* _Exercise directions_
Copy the listing verbatim, starting with the line that contains "of the overhead" and continuing through the last line of the listing. Include both the starting and final lines.

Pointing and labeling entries

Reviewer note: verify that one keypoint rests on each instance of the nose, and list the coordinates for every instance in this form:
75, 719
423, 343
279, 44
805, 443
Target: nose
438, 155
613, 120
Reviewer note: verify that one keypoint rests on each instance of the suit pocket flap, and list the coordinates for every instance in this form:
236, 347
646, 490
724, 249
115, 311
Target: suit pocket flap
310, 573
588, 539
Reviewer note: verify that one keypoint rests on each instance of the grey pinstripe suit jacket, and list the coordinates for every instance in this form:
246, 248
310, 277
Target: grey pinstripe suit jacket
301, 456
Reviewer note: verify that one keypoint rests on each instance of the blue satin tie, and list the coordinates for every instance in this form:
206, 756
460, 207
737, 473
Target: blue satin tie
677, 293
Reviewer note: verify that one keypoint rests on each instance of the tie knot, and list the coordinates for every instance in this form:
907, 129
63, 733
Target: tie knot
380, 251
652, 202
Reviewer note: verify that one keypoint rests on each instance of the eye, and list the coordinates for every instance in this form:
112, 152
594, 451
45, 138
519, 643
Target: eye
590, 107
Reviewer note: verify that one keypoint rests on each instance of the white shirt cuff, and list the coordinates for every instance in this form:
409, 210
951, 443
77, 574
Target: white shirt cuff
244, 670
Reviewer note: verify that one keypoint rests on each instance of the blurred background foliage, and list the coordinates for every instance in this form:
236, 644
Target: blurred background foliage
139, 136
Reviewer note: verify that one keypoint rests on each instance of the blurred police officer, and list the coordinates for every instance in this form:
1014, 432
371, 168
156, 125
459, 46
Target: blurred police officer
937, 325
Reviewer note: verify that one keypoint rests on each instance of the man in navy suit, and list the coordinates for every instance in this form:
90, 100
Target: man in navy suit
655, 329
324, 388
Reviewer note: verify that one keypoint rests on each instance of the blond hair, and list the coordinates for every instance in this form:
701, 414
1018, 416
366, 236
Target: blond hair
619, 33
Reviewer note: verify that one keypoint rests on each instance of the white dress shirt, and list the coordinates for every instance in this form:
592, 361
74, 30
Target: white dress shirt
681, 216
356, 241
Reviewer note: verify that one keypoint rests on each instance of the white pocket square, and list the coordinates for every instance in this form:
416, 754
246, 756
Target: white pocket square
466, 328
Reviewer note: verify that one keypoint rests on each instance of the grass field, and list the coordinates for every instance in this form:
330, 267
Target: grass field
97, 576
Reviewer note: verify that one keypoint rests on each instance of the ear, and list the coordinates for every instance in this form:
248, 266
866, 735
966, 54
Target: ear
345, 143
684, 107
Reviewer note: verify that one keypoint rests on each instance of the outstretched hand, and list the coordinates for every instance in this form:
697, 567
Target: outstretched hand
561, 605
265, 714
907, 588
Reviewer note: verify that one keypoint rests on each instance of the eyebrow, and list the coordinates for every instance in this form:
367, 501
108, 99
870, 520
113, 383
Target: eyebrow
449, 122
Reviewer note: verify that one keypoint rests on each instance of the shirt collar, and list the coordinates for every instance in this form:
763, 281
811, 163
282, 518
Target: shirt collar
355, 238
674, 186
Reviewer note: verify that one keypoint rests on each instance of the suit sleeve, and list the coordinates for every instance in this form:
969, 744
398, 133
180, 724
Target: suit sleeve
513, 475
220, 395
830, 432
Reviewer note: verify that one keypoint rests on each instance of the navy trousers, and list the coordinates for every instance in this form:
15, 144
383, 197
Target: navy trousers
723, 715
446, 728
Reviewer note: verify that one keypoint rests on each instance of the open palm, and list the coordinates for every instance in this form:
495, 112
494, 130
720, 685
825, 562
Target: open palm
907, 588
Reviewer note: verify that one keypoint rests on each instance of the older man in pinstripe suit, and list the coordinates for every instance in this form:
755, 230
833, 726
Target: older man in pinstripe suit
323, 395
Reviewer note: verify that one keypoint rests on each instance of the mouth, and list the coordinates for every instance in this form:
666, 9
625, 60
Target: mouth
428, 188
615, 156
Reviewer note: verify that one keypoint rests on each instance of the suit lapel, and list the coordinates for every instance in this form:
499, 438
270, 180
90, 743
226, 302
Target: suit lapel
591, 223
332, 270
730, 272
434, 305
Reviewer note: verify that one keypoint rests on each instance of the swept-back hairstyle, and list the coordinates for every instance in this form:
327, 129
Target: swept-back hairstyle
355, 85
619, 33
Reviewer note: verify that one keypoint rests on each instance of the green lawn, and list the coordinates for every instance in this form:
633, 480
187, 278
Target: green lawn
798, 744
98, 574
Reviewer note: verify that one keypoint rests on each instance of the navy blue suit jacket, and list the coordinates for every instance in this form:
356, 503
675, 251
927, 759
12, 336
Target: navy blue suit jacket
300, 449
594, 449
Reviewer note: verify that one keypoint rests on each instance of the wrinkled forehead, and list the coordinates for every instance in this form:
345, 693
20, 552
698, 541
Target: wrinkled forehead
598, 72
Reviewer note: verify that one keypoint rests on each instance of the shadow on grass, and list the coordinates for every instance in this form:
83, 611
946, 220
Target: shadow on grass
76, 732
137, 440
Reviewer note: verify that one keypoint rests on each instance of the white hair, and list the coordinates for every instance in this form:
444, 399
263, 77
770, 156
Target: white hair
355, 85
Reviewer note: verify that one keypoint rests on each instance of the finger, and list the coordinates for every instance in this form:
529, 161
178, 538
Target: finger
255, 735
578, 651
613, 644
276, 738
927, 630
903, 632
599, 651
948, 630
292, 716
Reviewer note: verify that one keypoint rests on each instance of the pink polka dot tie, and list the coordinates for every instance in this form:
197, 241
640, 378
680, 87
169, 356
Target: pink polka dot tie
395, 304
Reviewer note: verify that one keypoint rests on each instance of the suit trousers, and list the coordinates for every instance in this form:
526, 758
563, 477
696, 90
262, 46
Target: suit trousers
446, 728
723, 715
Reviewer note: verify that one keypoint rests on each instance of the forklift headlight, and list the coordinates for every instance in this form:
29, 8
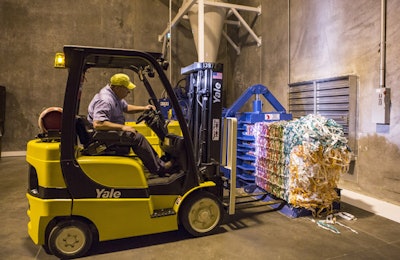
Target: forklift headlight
59, 61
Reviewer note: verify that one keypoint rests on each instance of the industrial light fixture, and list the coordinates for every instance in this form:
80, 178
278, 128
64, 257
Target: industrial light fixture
59, 61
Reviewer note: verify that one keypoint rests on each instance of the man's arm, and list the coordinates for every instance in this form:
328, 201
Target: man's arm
107, 125
132, 109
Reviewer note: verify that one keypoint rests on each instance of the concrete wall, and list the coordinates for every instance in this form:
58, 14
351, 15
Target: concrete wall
332, 38
31, 32
327, 38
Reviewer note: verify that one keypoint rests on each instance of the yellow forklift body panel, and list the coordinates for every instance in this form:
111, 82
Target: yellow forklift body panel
45, 158
43, 211
120, 218
114, 171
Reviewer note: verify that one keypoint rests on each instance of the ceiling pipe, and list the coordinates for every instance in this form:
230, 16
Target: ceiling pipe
382, 69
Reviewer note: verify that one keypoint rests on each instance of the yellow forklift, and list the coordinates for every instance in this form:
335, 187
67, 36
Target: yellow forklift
80, 192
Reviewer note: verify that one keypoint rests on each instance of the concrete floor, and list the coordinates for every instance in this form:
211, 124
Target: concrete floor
251, 234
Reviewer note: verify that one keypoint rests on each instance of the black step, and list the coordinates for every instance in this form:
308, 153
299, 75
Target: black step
163, 212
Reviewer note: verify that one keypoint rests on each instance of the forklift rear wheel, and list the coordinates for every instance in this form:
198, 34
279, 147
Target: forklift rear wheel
201, 214
70, 239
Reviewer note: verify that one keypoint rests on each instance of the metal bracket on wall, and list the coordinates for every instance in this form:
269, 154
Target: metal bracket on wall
232, 9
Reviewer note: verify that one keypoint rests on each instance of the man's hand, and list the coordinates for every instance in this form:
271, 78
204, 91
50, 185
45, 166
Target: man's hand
148, 107
128, 128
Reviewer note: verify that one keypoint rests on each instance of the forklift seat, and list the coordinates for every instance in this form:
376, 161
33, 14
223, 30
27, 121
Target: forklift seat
101, 142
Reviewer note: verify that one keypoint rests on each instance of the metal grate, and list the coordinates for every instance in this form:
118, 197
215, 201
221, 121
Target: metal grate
334, 98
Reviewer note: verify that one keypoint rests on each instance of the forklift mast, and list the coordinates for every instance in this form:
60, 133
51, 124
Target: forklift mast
205, 113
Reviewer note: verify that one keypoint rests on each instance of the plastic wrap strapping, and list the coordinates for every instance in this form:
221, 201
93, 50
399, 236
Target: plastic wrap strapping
302, 160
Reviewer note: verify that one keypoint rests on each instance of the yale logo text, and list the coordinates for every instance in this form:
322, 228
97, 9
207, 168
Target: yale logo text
103, 193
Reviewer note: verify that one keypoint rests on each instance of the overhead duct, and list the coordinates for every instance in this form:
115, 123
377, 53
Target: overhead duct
207, 36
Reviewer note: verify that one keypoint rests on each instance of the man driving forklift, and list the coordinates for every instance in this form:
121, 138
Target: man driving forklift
106, 112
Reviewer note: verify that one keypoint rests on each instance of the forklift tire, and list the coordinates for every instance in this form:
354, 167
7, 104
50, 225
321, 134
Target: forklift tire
201, 214
70, 239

* _Final answer_
Reviewer note: verify that one keypoint rests on each instance of the overhead duct, and list the coordinates for every instance in this form:
115, 123
377, 53
Target: overhead duct
207, 36
Reviewer note: verify that one keypoint rests on each instance of the man driving forklift, and list the coordinates for every instance in this form:
121, 138
Target: man driving forklift
106, 112
Reviewer note: verify that one keypoint rests on each instance of the forklift tire, and list the coordinates for every instance in this form:
354, 167
7, 104
50, 225
321, 134
Target: forklift tire
201, 214
70, 239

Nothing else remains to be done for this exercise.